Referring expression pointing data
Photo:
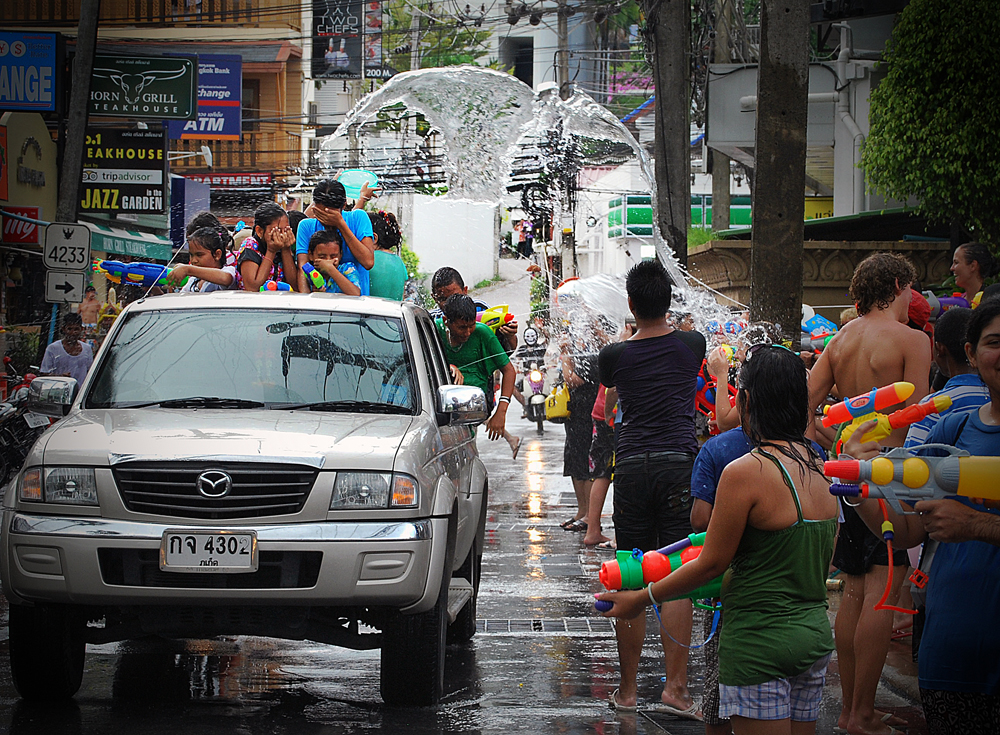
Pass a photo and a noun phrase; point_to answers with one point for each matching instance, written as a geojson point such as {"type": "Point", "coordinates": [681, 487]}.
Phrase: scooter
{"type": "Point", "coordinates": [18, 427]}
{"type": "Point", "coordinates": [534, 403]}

* * *

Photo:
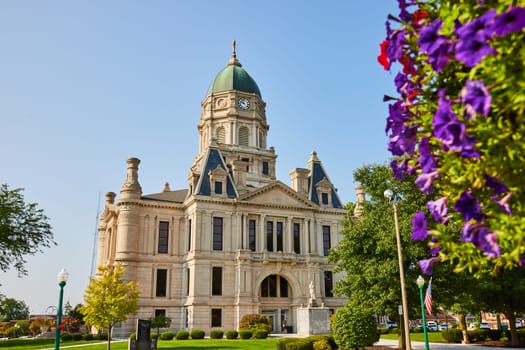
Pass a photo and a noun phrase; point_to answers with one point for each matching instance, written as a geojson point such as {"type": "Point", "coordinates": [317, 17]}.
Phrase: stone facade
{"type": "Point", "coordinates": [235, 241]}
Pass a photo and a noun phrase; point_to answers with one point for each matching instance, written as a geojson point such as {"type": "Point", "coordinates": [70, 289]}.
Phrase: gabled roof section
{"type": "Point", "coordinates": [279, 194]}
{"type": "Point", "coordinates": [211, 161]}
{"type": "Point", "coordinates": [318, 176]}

TASK STATEMENT
Wherever the string "geojson" appears in the entries above, return the line it appears on.

EXERCISE RESPONSE
Pass a photo and a noun phrase; point_to answers with one point for each matching instance, written as a geojson point such as {"type": "Point", "coordinates": [681, 487]}.
Pass a photo and a noun phrase; point_to answers with one point for each matching instance, written as a geojson point such as {"type": "Point", "coordinates": [317, 17]}.
Pass a photo and a noun phrase; point_to answers with one point for each matching instance, written as a geojson point such as {"type": "Point", "coordinates": [70, 289]}.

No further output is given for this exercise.